### [Extracto]
= = =

Y una de las catalogaciones que pudiéramos hacer en esta desconcertante variedad de "los santos", es aquella que sepa raña a los santos familiares y domésticos, que parece que están en los altares para sonreírnos y darnos confianza, y los santos luminosos y sublimes, que parece que están allí para anonadarnos y llenarnos de pavor y admiración. En Dios todo se abraza en la unidad; pero en los santos el foco divino se refleja en diversas haces de luz, y así, unos muestran más su misericordia y otros más su justicia y otros más su majestad. Hay santos a los que no parece posible pedirles más que el martirio o el don de rapto, pero hay santos a los que se atreve uno a pedirles que llueva e incluso que apruebe el hijo en el instituto.

Pues bien, San Pedro es santo doméstico, familiar, bondadoso y folklórico. El pueblo le ha dado una dulce catalogación de abuelo. Es uno de esos santos que el pueblo "ve" plásticamente. Tiene decididas sus características físicas. y se las dice en coplas: San Pedro, como era calvo, le picaban los mosquitos ... Como San Ignacio tenía que ser capitán intrépido y como Santo Tomás tenía que ser el ensimismado "buey mudo", San Pedro, la piedra sobre la que había de cimentarse este edificio humano y divino de la Iglesia que había de transmitir la doctrina perfecta a través de imperfectas realizaciones, tenía que ser un santo doméstico y asequible.

El llamamiento. Y parece enteramente, que a servir este propósito providencial, a hacernos accesible y fácil la figura del primer Papa, se diñge todo el relato evangélico en cuanto roza y toca con él. Los episodios petrísticos del Evangelio son, casi todos, de los que han entrado en la categoría de populares. Hay una Biblia oral y tradicional, que se transmite, al lado de la auténtica y escrita, por los fogarines aldeanos y las pláticas de las abuelas. Esta es la "Biblia" de la Verónica, de Malco, del gallo del corralillo de Caifás, del aguamanil y la toalla de Pilatos. y a esta "Biblia", en la que de San Juan apenas se sabe más, sino que tenía "el dedo tieso", se han incorporado casi todos los episodios del auténtico Evangelio, donde Simón Pedro bulle y retoza.

= = =

### [Sección de datos]
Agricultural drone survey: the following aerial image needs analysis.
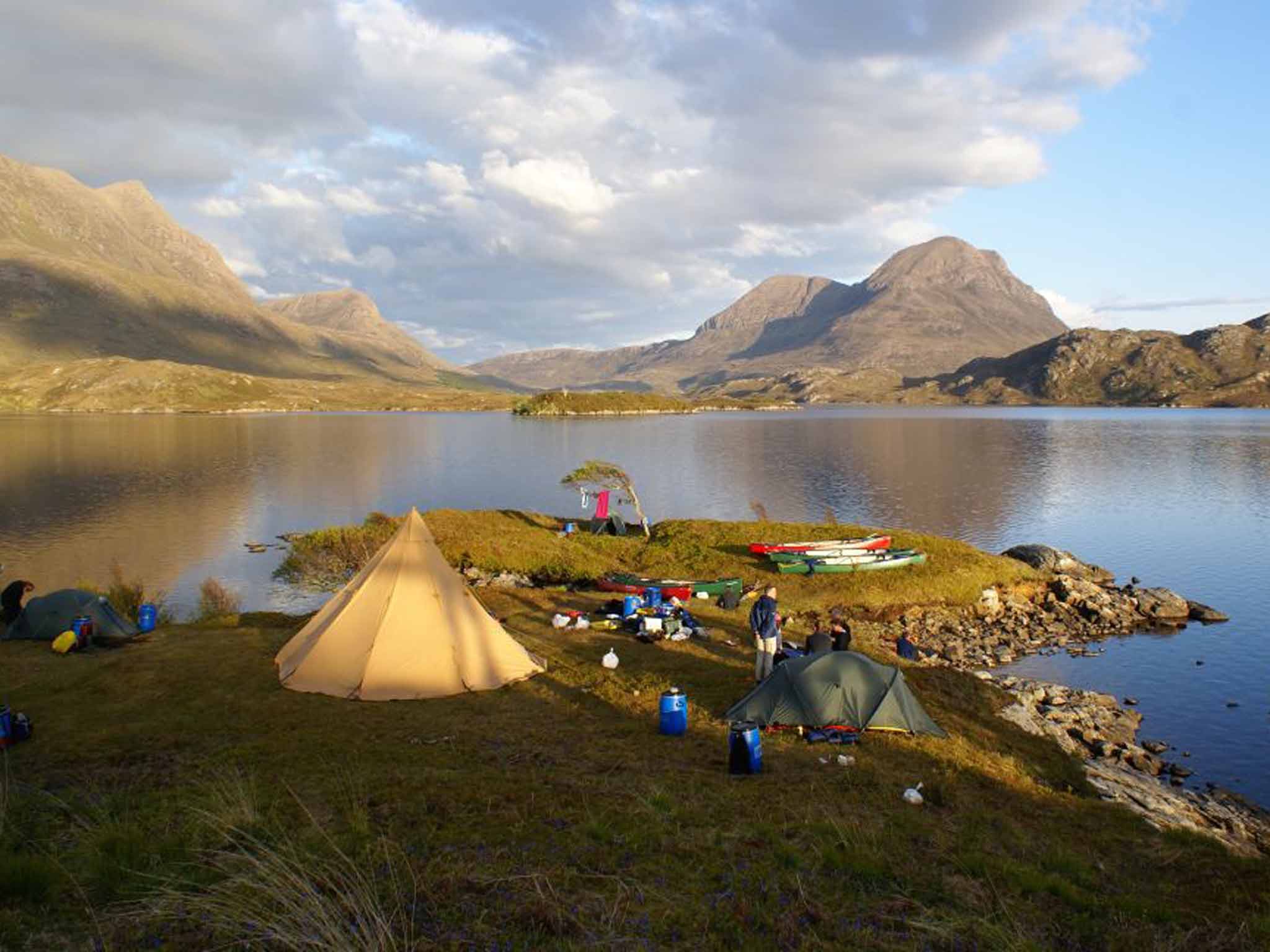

= = =

### [Objetivo 1]
Traduce al inglés esta oración del extracto sobre San Pedro: "El pueblo le ha dado una dulce catalogación de abuelo."
### [Objetivo 2]
¿Qué adjetivos emplea el extracto sobre San Pedro en la frase que empieza "Pues bien, San Pedro es santo" para describir al santo? Enuméralos todos.
### [Objetivo 3]
Según el extracto sobre San Pedro, indica si cada afirmación es correcta y cita las palabras del texto que lo deciden: (a) San Pedro es un santo luminoso y sublime. (b) Casi todos los episodios del Evangelio relacionados con Pedro se han vuelto populares. (c) La Biblia oral cuenta muchos detalles sobre San Juan.

### [Respuesta completa 1]
The people have given him the gentle classification of a grandfather.

### [Respuesta completa 2]
doméstico, familiar, bondadoso, folklórico

### [Respuesta completa 3]
(a) No: "San Pedro es santo doméstico, familiar, bondadoso y folklórico".
(b) Sí: "Los episodios petrísticos del Evangelio son, casi todos, de los que han entrado en la categoría de populares".
(c) No: "en la que de San Juan apenas se sabe más, sino que tenía "el dedo tieso"".